* **Défi A**
Repérez chaque ligne des entrées où figure le mot « with » et recopiez-la telle quelle.

Deux cents livres de documentations, d'historiens et de sociologues, de récits et de témoignages auront permis à Gaëlle Nohant de signer son nouveau roman Le bureau d'éclaircissement des destins. Cet ouvrage, c'est un peu comme une grande photo de famille qu'on retrouve un dimanche après-midi. On se revoit adolescent ou à l'âge adulte, entouré des siens et de visages qui nous forcent à convoquer les souvenirs. Gaëlle le fait pour nous avec brio et intelligence dans cet ouvrage aux Éditions Grasset et prêt à être tenu entre les mains de toutes les générations. Quelles sont les traces de ce passé dans nos vies et celles de nos enfants ? Le bureau d'éclaircissement des destins n'est pas un livre sur la guerre, mais un roman sur l'héritage et la profonde nécessité de se relier les uns aux autres. Un esprit de solidarité chère à l'auteur qui, avec chacun de ses ouvrages, nous offre un voyage dont on aime toutes les destinations. Rencontre avec Gaëlle Nohant, les mots éveillés !

* **Défi B**
Répondez brièvement à ces questions sur le texte consacré au roman de Gaëlle Nohant :
(i) Combien de livres de documentation ont permis à Gaëlle Nohant d'écrire ce roman ?
(ii) Chez quel éditeur l'ouvrage paraît-il ?
(iii) Selon le texte, de quoi ce livre n'est-il pas un livre ?

* **Données fournies**
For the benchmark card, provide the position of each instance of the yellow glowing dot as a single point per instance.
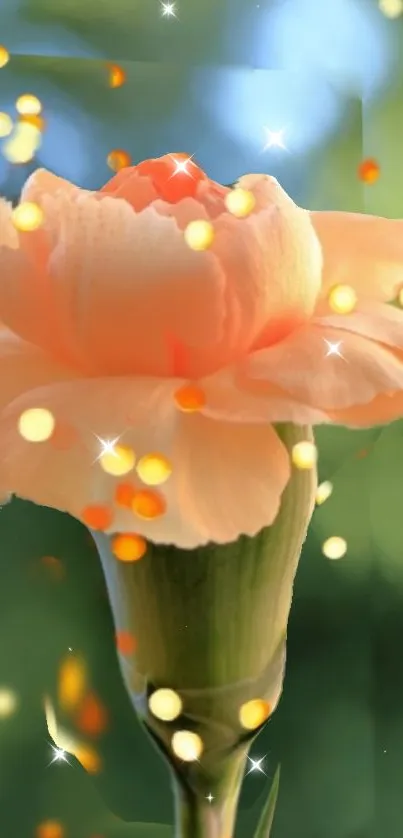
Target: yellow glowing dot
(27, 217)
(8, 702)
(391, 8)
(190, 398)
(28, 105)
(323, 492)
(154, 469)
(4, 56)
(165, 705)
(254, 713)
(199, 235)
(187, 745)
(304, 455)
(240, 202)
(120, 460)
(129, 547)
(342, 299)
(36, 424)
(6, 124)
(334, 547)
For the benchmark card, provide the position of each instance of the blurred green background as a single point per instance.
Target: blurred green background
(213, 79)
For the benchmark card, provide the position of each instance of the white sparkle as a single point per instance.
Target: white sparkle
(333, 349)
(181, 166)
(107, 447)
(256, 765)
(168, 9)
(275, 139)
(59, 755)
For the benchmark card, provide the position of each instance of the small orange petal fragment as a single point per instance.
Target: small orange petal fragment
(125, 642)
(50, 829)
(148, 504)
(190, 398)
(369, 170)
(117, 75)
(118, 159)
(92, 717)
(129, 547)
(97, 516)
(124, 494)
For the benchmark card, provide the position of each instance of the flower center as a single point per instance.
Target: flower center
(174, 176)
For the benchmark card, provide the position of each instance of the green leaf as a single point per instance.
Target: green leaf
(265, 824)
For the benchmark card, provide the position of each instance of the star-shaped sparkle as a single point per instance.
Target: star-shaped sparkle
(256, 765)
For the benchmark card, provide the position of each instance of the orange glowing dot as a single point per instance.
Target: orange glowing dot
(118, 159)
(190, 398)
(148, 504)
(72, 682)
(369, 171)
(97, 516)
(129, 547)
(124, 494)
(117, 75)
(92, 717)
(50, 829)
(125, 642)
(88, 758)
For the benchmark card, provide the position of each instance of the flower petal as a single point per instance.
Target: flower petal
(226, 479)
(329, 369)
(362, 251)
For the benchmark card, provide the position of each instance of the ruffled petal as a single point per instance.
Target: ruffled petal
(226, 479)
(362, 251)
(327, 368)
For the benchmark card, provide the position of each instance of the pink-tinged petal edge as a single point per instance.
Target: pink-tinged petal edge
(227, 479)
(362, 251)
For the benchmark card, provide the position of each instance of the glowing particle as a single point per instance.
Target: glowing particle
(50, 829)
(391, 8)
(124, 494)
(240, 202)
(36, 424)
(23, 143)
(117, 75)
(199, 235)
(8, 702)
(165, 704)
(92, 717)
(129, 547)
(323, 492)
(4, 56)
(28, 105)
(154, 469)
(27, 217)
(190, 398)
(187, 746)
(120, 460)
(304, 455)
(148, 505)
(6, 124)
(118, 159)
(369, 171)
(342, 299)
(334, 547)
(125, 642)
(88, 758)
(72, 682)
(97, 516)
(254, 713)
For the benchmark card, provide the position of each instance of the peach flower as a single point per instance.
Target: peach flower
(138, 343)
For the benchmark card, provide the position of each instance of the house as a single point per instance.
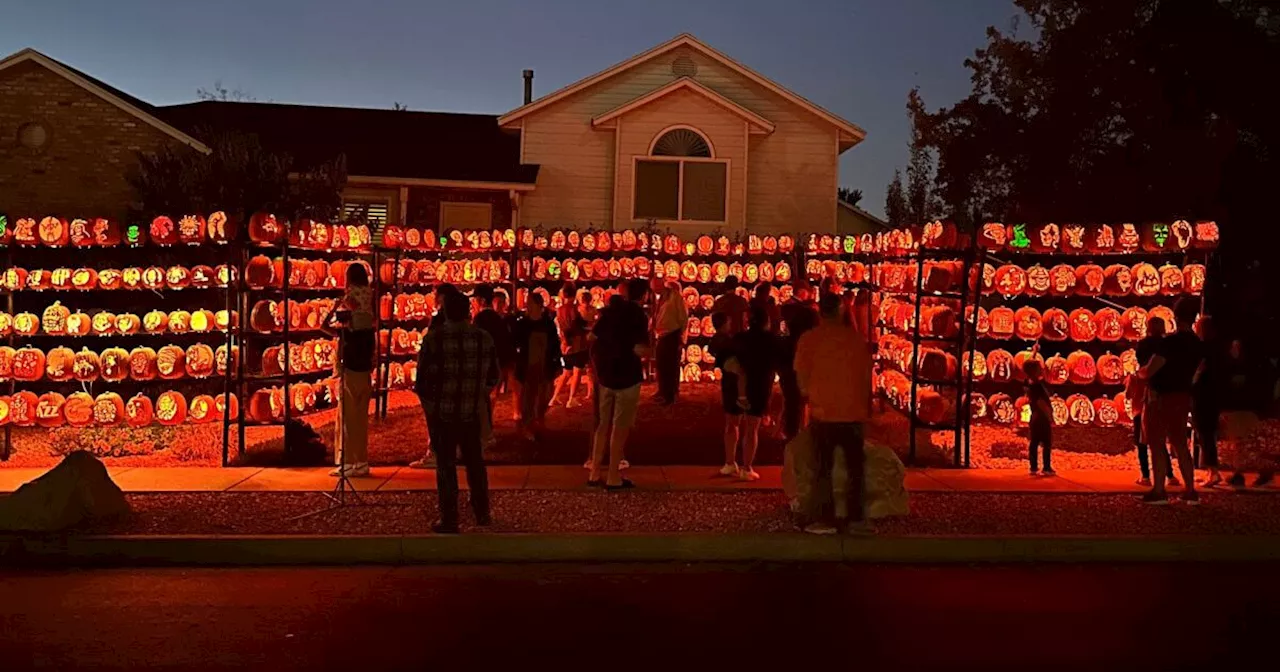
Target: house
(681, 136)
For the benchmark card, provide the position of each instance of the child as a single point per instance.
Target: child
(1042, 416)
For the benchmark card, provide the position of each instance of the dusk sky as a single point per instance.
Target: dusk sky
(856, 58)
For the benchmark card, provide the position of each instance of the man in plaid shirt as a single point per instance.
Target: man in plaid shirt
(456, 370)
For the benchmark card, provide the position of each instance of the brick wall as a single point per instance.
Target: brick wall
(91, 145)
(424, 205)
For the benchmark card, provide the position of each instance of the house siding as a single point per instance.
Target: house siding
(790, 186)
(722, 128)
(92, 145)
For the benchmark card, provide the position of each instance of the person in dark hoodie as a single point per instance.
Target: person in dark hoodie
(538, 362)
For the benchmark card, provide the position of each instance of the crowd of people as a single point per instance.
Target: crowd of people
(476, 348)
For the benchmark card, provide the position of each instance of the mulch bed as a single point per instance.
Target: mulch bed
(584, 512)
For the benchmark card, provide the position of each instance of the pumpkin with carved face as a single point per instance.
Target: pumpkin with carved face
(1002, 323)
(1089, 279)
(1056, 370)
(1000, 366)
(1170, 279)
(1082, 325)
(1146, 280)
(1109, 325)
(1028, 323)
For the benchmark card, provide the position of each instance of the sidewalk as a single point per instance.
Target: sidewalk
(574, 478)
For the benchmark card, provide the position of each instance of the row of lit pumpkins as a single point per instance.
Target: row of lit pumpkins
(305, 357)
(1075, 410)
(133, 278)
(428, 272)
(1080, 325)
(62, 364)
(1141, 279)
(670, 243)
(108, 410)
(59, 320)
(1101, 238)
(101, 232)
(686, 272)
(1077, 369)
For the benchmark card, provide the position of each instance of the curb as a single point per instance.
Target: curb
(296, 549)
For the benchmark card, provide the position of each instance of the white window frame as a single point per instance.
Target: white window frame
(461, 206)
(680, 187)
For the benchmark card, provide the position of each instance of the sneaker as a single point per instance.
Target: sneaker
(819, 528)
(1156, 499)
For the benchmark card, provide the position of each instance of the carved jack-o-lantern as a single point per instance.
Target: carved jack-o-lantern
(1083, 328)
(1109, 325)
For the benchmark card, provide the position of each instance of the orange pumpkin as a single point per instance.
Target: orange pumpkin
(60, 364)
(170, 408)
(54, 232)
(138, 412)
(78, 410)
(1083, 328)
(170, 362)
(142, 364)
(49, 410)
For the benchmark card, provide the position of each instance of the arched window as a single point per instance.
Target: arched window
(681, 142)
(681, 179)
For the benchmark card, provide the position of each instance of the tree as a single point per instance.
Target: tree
---
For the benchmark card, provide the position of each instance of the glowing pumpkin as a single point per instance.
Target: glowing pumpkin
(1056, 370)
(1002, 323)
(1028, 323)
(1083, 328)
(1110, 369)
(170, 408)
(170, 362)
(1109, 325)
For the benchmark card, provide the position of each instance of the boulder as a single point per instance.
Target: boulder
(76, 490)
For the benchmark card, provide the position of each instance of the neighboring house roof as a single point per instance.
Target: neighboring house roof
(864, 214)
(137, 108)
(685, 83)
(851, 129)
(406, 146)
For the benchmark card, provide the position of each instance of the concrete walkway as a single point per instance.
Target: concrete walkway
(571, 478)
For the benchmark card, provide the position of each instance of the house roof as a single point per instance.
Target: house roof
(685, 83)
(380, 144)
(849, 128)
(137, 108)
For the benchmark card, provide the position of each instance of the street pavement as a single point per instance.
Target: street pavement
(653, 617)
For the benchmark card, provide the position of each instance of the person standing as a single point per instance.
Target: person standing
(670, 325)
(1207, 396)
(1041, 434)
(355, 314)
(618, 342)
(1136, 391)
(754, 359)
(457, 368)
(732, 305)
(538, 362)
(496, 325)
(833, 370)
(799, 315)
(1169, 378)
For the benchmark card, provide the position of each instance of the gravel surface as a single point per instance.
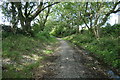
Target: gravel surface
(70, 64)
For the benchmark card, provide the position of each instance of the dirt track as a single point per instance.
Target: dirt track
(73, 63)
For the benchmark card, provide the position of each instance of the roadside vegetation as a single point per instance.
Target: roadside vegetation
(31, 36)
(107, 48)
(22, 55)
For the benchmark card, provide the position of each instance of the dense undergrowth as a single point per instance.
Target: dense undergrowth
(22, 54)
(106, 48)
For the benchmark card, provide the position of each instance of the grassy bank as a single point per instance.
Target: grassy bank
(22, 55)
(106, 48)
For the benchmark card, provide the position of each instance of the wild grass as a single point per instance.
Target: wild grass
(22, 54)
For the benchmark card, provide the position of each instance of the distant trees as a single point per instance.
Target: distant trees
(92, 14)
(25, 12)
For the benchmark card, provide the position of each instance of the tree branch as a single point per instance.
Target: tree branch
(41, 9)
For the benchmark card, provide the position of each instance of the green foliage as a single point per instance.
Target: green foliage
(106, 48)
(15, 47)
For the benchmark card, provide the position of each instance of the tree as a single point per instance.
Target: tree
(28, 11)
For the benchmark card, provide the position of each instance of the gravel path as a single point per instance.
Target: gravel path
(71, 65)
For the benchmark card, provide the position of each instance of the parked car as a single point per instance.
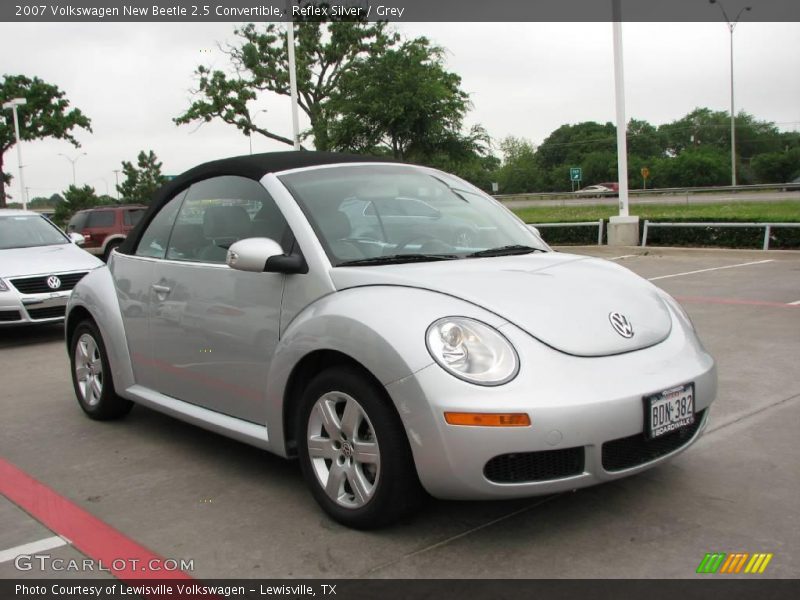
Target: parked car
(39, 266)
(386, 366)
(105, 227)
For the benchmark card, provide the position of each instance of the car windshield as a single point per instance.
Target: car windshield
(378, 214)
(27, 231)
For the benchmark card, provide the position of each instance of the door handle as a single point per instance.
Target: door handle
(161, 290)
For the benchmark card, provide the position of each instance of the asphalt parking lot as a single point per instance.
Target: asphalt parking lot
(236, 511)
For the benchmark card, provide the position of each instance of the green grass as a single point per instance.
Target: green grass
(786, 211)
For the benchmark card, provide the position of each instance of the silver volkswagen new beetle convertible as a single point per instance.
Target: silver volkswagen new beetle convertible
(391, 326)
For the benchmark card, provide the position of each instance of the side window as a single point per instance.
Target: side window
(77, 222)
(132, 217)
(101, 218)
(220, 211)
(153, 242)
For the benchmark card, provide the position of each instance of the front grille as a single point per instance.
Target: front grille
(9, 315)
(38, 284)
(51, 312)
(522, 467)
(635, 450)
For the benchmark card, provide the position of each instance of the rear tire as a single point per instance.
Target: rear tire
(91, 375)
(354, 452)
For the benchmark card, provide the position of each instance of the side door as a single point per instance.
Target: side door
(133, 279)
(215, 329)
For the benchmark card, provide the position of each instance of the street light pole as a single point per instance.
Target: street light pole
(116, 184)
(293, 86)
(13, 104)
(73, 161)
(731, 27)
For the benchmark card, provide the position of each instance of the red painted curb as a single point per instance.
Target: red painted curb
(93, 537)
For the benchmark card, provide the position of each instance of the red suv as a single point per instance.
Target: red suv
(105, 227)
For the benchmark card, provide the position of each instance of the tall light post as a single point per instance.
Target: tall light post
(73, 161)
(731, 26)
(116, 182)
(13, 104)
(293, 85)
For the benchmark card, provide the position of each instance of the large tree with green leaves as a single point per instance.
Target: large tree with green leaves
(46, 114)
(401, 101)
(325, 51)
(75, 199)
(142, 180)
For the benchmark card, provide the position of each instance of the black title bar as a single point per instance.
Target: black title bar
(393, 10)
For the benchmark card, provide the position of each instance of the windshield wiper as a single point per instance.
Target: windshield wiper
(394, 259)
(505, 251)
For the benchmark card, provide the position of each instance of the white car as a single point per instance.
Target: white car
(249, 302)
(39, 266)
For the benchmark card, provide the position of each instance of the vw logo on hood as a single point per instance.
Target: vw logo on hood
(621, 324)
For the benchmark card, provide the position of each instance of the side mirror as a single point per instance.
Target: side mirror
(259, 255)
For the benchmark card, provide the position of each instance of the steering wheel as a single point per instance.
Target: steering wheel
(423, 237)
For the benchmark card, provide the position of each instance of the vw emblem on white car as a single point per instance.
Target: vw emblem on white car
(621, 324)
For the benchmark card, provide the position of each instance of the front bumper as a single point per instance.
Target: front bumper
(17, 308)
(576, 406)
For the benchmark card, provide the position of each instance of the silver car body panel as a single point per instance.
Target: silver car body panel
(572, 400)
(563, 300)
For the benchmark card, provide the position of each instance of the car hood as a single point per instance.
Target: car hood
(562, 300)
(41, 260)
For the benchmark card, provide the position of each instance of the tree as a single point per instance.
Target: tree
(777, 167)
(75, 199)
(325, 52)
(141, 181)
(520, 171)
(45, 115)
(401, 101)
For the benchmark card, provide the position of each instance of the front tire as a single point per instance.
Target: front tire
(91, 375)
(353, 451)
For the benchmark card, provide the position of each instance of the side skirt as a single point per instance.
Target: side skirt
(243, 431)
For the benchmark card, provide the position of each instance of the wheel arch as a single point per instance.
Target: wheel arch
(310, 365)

* **Résultat attendu A**
For the benchmark card, provide the position of each instance of the pumpkin with carved face as a single point per instance.
Target: pumpkin with carved face
For the benchmark card, provide the position of each instance of the large tree with green leaves as a single point per instance.
Target: large tree with green leaves

* **Résultat attendu B**
(i) Deux cents livres.
(ii) Aux Éditions Grasset.
(iii) Sur la guerre.